What you should do:
State how many lines in the listing below contain the string "gloved", treating uppercase and lowercase as distinct, and give only the number.

Data items:
+-------+

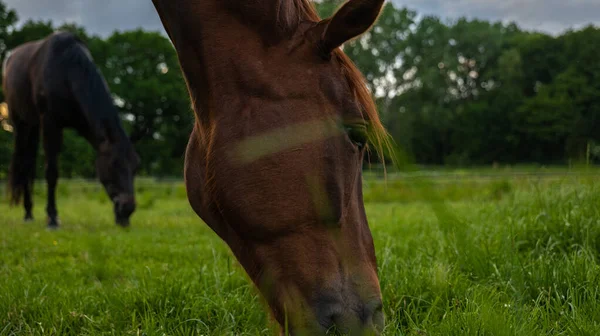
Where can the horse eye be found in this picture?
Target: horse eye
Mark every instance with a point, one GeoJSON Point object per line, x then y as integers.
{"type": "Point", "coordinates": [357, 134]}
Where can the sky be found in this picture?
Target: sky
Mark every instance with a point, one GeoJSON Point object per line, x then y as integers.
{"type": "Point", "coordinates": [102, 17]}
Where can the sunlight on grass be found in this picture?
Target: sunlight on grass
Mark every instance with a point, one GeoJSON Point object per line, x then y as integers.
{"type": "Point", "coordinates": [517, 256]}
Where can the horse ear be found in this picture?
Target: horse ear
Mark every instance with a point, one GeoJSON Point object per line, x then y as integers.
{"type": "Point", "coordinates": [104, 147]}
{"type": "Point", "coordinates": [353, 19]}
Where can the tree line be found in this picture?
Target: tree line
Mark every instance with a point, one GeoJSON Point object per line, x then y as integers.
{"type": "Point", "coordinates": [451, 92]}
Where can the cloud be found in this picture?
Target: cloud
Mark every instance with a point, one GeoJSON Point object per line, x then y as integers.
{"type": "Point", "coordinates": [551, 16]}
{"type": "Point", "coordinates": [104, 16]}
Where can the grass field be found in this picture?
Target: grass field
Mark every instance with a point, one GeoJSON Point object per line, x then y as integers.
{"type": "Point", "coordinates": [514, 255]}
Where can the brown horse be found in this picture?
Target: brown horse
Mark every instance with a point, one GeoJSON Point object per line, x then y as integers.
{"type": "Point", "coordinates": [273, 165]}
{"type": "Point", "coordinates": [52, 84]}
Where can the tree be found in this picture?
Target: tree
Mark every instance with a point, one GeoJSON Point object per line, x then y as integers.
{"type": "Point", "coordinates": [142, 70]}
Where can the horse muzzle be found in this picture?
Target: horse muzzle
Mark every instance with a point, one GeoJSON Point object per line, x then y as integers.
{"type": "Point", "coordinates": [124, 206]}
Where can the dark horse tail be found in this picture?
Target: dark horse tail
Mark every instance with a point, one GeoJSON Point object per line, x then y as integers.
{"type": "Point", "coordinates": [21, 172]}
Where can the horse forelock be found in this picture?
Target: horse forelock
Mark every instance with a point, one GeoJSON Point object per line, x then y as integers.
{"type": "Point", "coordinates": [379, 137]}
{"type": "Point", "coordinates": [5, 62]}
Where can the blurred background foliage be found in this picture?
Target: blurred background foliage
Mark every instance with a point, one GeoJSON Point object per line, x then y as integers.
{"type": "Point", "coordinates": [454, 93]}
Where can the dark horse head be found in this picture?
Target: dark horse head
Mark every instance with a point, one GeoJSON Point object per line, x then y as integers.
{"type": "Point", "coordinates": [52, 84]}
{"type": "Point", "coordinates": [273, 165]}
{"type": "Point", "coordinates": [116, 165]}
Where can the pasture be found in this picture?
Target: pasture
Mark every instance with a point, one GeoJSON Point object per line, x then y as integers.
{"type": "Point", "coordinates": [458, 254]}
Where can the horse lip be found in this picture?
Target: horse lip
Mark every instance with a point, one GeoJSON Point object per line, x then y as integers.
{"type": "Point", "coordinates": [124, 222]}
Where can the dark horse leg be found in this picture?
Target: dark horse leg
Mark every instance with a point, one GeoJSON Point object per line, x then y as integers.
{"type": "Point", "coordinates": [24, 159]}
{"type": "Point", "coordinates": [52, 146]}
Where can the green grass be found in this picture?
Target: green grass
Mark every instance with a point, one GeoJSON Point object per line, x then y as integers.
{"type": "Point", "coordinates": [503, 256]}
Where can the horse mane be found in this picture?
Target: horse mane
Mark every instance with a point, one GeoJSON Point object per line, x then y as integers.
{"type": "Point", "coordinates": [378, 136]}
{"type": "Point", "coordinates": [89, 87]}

+-------+

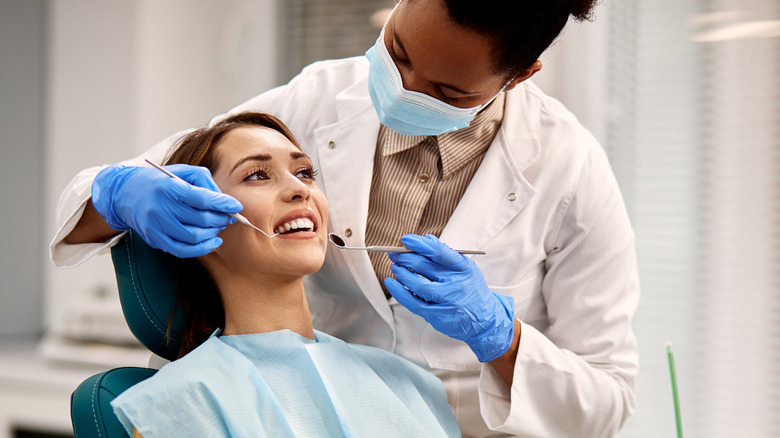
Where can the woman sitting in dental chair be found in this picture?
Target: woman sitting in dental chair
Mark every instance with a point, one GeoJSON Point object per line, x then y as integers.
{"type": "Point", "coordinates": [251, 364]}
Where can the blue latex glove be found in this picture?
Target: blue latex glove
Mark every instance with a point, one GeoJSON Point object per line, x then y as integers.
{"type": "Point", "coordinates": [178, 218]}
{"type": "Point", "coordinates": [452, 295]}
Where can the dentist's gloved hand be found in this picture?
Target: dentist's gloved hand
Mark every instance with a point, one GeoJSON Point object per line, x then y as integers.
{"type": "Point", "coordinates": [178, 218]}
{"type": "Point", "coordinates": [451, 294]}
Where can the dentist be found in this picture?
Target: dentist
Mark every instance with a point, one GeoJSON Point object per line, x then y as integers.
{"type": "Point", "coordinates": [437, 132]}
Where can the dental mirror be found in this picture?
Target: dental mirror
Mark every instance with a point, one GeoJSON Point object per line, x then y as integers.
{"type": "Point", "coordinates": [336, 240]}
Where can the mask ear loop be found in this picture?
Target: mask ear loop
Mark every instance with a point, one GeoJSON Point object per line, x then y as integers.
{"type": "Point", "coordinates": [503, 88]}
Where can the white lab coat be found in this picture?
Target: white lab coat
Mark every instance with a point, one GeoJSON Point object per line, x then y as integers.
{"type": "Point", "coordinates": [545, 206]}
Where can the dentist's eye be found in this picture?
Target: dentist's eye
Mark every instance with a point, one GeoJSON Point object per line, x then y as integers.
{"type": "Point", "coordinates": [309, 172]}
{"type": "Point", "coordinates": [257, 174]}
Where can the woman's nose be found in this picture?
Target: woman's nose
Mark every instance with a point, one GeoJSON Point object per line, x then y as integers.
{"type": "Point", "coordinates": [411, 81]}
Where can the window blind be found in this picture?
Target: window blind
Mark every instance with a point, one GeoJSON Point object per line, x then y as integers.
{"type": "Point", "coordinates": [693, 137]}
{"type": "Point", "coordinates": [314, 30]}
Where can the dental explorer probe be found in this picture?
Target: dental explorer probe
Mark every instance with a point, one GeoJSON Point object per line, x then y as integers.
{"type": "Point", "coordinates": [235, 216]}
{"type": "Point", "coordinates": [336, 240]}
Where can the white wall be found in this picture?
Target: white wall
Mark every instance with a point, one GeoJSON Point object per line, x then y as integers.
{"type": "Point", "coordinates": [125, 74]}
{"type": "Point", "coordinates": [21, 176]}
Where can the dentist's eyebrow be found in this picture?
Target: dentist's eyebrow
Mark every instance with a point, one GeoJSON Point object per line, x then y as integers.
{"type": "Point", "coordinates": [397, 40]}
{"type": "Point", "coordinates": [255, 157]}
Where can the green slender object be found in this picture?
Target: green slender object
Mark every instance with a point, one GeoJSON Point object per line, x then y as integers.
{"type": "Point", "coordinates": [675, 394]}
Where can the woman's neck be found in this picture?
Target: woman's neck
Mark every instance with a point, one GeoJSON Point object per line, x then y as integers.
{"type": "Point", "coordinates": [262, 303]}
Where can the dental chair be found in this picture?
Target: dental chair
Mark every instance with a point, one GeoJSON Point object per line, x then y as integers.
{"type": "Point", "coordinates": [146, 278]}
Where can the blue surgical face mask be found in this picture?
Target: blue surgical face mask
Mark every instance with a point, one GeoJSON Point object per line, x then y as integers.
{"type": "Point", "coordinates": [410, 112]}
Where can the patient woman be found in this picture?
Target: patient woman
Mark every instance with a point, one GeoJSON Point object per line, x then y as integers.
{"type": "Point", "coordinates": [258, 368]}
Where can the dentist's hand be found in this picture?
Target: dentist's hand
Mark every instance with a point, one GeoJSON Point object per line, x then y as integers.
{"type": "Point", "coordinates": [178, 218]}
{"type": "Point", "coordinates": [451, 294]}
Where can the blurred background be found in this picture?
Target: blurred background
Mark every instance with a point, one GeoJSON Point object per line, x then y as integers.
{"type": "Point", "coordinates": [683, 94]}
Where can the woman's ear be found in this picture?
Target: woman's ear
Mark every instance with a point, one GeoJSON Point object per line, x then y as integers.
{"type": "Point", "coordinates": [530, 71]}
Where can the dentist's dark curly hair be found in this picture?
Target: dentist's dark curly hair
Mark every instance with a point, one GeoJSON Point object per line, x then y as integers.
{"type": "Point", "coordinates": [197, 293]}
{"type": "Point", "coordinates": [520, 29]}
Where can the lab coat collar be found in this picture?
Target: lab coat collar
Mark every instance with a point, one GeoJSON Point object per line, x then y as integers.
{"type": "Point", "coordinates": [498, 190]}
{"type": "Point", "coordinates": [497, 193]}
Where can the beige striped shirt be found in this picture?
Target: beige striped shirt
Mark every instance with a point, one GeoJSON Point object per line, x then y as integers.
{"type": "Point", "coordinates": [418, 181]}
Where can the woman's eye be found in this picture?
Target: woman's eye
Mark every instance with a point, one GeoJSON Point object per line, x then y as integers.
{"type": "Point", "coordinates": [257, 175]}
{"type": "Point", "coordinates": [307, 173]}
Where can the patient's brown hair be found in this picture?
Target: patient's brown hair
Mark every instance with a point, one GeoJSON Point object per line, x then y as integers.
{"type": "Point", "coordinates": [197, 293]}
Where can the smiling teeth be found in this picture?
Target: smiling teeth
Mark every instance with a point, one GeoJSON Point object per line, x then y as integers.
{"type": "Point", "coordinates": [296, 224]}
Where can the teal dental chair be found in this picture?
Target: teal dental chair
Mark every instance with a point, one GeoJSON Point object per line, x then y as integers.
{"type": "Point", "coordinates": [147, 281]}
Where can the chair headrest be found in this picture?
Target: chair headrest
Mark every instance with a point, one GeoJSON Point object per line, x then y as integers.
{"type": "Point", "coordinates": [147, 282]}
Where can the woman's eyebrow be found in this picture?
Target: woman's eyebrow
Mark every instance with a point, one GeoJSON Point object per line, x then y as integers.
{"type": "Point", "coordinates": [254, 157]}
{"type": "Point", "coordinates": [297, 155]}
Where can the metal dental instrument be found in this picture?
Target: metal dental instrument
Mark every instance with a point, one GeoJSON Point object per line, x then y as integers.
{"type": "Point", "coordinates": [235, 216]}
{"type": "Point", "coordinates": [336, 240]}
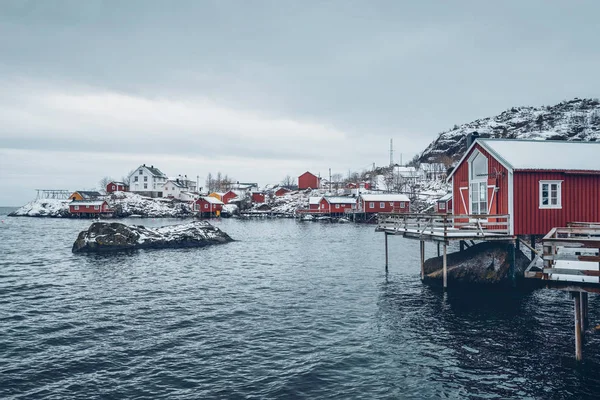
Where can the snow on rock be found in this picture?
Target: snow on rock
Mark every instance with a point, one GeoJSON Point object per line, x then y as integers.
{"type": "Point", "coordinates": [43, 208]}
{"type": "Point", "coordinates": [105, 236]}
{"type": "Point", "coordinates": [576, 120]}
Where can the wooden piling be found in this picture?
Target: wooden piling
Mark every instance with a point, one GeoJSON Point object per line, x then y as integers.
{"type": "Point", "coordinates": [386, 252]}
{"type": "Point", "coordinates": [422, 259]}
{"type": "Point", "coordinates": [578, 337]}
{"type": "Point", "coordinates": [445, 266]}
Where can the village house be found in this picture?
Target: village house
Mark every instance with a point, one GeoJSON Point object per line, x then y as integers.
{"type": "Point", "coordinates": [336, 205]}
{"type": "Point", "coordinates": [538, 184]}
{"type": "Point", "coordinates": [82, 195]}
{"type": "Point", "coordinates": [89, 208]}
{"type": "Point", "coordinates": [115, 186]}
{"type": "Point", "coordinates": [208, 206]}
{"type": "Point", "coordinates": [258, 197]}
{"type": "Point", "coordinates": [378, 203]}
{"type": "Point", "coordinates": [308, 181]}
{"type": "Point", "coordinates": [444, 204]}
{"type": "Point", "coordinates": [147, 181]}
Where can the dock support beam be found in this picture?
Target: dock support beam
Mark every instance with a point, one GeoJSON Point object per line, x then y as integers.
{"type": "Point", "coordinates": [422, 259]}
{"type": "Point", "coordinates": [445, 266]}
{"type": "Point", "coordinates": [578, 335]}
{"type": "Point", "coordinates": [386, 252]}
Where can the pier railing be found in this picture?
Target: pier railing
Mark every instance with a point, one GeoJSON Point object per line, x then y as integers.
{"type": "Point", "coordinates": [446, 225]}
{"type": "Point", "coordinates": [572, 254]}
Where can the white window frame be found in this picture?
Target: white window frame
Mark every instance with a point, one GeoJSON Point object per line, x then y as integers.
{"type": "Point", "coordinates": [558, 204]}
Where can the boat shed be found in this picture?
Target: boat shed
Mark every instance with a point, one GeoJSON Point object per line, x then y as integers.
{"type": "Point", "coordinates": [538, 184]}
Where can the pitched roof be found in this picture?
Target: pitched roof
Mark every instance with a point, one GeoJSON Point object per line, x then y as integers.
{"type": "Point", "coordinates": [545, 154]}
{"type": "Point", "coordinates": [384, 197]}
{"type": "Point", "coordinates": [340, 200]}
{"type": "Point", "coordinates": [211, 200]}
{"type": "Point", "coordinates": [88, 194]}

+-------+

Response to the exercise:
2